◆ Written tasks:
- 1) In the Firefox extensions thread, print the stretch from "well any body" through "that from about:config." word for word.
- 2) In the Firefox extensions thread, what name does alib_i give for the visual style on their desktop?

◆ Quoted passage:
Lol, even I have unistalled that 1.5 b1  

@navjotjsingh
That nighty tester is fine, nevertheless I will try this one also


----------



## whoopy_whale (Sep 22, 2005)

Now I have the following extensions installed...
Download Manager Tweak
Focus Last selected Tab
Google Toolbar for Firefox
Tweak Network
CustomizeGoogle
Adblock
CuteMenus-Crystal
Flashblock
ImgLikeOpera


----------



## QwertyManiac (Sep 25, 2005)

yes, thats y we need to install carefully, oonly those reqd...


----------



## sidewinder (Sep 25, 2005)

Adblock
No script
Forecast fos
Flashgot
Tabbedbrowser pref
Customize google


----------



## alib_i (Sep 30, 2005)

i found some less famous but very useful extensions

*Download Statusbar*
*downloadstatusbar.mozdev.org/
next time u download some file .. it wont open download window ... instead a statusbar ..
which can be furthur minimized to existing statusbar in FF .. really cool extension


*Auto copy *
*autocopy.mozdev.org/
copy like in *nix, highlight text and its copied, no need to press Ctrl-C


----------



## shwetanshu (Sep 30, 2005)

well any body having link to working smileyxtra database extension??? it is available but its database cannot be updated


----------



## drgrudge (Sep 30, 2005)

@alib_i, 
I have that Auto copy installed in my FX. V.0.5.4 
But it's quite buggy (or thats what I feel). Does that automatically deselect after the select thing? The earlier version used to be good, but this dint have that deselecting thing, I had to change that in that from about:config. 
How is this working in your FX?


----------



## alib_i (Oct 2, 2005)

there is an option for that ..
you can check/uncheck it .. whtever u want to !
*img82.imageshack.us/img82/537/clipboard012cc.jpg

-----
alibi


----------



## drgrudge (Oct 2, 2005)

Ohh.. thanks man.. I dint like the blinking thing.. and it's working fine. Another thing, even after selecting "Enable in Text box", it dont work in text boxes. Any ideas? 


Another thing: What's the VS that you got?


----------



## alib_i (Oct 2, 2005)

yeah .. the text box thing sometimes work .. sometimes doesnt .. couldnt really figure out why !!
i use common rightclick-paste or ctrl+v for that 

and VS .. ughh .. i didnt get you ! 

-----
alibi


----------



## drgrudge (Oct 2, 2005)

VS: Visual style. 
Like ashen/milk/XPMC likewise, not the Style XP, Windows blinds ...


----------



## alib_i (Oct 3, 2005)

oops .. ok ..
its "royal five colour mod" (really cool theme)
*www.deviantart.com/deviation/8908279/
my desktop
*img67.imageshack.us/img67/828/desktop6mm.jpg


-----
alibi


----------



## drgrudge (Oct 3, 2005)

◆ Data:
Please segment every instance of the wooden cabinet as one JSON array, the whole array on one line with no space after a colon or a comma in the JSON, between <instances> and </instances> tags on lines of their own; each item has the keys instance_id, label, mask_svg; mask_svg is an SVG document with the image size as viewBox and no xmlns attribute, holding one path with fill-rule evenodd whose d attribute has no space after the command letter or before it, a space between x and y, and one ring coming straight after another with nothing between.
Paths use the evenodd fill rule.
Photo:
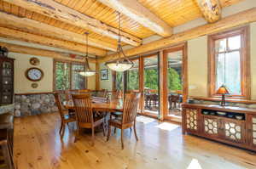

◆ Solved tasks:
- 1)
well any body having link to working smileyxtra database extension??? it is available but its database cannot be updated


----------



## drgrudge (Sep 30, 2005)

@alib_i, 
I have that Auto copy installed in my FX. V.0.5.4 
But it's quite buggy (or thats what I feel). Does that automatically deselect after the select thing? The earlier version used to be good, but this dint have that deselecting thing, I had to change that in that from about:config.

- 2) "royal five colour mod"